» DIRECTION 1
Rewrite the paragraph in the forum post that begins "Someone already messaged me" as a short bulleted list, keeping its main facts.
» DIRECTION 2
Continue the forum thread about organizing a competition in Guam from the point where it stops.

» READING TEXT
'''

ImmolatedMarmoset said:


> Great! Honestly, if the delegate helps you, organizing shouldn’t be that difficult. Competitions tend to be casual and fun, but if you don’t feel comfortable, it makes sense to have a delegate do most of the work the first time around. I agree with pretty much everything you said, and good job finding delegates in the philippines!


Someone already messaged me about finding a delegate to help out with the competition. The issue is that the delegate is from France, which kinda sucks because the cheapest flight from France to Guam is more than 1,300 dollars. My second hope is that when Micronesian competitions happen, it will be distinguished from Oceania, or what is now the Australia and New Zealand region. The reason why is because...Feliks is too fricking fast, and Oceania is a large area just to put under one designation code.


----------



## ImmolatedMarmoset (Dec 5, 2019)

'''

(Dataset rows)

'''

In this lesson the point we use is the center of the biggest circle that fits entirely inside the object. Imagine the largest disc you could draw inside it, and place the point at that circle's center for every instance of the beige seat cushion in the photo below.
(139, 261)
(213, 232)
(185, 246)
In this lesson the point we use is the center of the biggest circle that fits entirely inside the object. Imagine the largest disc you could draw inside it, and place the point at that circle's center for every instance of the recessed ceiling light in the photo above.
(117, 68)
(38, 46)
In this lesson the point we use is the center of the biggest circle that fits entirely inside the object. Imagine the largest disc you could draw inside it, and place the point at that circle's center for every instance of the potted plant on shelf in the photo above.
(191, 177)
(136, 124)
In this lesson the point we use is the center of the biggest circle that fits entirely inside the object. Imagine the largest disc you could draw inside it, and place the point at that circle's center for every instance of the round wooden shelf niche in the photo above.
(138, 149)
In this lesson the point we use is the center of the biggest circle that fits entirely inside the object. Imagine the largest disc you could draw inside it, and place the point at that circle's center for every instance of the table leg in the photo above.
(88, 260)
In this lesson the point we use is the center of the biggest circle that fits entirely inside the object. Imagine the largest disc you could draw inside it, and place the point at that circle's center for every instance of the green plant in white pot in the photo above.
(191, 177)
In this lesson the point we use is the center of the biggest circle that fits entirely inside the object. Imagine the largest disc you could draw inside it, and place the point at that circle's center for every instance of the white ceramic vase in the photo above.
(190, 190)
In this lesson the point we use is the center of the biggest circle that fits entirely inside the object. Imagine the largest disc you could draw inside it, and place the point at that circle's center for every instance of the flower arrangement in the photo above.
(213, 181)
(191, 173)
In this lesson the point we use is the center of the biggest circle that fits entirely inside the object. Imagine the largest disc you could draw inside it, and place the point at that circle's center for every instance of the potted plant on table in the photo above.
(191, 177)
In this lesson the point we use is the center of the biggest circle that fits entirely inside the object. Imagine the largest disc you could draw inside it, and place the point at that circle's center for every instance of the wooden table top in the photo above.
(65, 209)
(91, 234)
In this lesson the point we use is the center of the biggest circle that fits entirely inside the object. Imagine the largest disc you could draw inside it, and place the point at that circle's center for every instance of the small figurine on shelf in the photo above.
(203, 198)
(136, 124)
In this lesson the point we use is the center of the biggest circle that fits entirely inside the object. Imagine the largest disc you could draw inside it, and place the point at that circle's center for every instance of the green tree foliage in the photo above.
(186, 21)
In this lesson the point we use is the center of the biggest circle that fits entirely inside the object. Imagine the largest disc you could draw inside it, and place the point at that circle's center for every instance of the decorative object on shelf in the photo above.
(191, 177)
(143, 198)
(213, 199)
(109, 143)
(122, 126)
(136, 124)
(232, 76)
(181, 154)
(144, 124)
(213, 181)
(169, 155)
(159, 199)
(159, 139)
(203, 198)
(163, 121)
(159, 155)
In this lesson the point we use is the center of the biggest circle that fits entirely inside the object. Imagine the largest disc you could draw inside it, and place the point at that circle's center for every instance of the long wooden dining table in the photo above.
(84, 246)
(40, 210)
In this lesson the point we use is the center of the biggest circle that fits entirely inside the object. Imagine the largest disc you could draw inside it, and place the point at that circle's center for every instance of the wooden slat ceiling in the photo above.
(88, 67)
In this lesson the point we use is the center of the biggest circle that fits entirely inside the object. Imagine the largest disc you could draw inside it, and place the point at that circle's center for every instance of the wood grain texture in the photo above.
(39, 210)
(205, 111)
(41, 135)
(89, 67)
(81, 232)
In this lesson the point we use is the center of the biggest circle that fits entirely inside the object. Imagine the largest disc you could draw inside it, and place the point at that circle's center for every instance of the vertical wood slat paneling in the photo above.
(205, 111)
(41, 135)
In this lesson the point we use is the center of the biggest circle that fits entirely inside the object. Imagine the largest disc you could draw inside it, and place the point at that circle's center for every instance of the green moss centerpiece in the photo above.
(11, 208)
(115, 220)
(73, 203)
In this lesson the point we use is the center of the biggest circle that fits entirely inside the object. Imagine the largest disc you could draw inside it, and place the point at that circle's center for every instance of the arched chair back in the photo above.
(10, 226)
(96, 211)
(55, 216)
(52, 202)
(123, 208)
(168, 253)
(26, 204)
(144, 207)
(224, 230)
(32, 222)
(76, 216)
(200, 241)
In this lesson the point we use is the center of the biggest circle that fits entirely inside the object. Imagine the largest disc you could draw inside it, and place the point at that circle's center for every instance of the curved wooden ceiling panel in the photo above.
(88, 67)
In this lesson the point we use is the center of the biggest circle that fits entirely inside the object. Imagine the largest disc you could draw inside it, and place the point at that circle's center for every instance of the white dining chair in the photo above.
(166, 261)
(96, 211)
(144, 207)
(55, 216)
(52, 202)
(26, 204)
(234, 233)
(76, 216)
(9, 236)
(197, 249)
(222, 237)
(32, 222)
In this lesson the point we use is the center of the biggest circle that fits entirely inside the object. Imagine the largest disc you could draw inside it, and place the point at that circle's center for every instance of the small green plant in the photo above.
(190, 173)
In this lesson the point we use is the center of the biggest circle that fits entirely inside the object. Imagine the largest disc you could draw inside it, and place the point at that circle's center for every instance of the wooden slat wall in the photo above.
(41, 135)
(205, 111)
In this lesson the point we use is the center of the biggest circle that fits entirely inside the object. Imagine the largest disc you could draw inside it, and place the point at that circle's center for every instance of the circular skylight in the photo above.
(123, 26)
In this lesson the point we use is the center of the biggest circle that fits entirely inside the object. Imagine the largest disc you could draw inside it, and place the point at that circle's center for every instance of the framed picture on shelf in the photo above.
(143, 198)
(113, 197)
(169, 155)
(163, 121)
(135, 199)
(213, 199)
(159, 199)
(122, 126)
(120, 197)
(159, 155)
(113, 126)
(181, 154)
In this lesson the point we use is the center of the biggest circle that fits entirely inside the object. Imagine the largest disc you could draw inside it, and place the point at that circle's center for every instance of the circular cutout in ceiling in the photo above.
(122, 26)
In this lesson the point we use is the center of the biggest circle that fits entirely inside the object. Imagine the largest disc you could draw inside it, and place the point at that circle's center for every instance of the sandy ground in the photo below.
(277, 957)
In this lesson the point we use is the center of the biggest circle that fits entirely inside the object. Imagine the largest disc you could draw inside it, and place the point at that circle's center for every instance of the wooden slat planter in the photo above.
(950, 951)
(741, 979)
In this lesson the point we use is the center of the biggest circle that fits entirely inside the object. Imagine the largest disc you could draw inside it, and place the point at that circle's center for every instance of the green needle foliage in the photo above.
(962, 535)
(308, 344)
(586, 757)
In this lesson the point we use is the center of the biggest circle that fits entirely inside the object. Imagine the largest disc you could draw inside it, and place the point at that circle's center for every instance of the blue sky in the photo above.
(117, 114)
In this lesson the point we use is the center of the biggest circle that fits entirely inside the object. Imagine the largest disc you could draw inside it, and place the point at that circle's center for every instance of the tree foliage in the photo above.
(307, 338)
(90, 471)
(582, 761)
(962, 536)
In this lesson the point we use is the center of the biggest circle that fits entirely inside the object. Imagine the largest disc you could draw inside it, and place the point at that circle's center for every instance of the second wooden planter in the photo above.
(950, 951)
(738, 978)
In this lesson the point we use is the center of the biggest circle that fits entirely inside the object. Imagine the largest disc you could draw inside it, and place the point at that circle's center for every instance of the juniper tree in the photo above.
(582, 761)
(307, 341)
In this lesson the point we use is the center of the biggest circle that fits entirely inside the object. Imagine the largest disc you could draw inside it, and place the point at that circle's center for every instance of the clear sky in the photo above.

'''

» RIGHT ANSWER 1
- Someone has already messaged the poster about finding a delegate to help with the competition.
- The problem is that this delegate is from France, and the cheapest flight from France to Guam costs more than $1,300.
- The poster also hopes that future Micronesian competitions will be kept separate from Oceania, which is now the Australia and New Zealand region.
- The reasons given are that Feliks is too fast and that Oceania is too large an area for one designation code.

» RIGHT ANSWER 2
Reddy said:


> Someone already messaged me about finding a delegate to help out with the competition. The issue is that the delegate is from France, which kinda sucks because the cheapest flight from France to Guam is more than 1,300 dollars. My second hope is that when Micronesian competitions happen, it will be distinguished from Oceania, or what is now the Australia and New Zealand region. The reason why is because...Feliks is too fricking fast, and Oceania is a large area just to put under one designation code.


That’s too bad. I don’t know what continent you guys would be put in. Would a delegate be willing to comment with their thoughts on the matter?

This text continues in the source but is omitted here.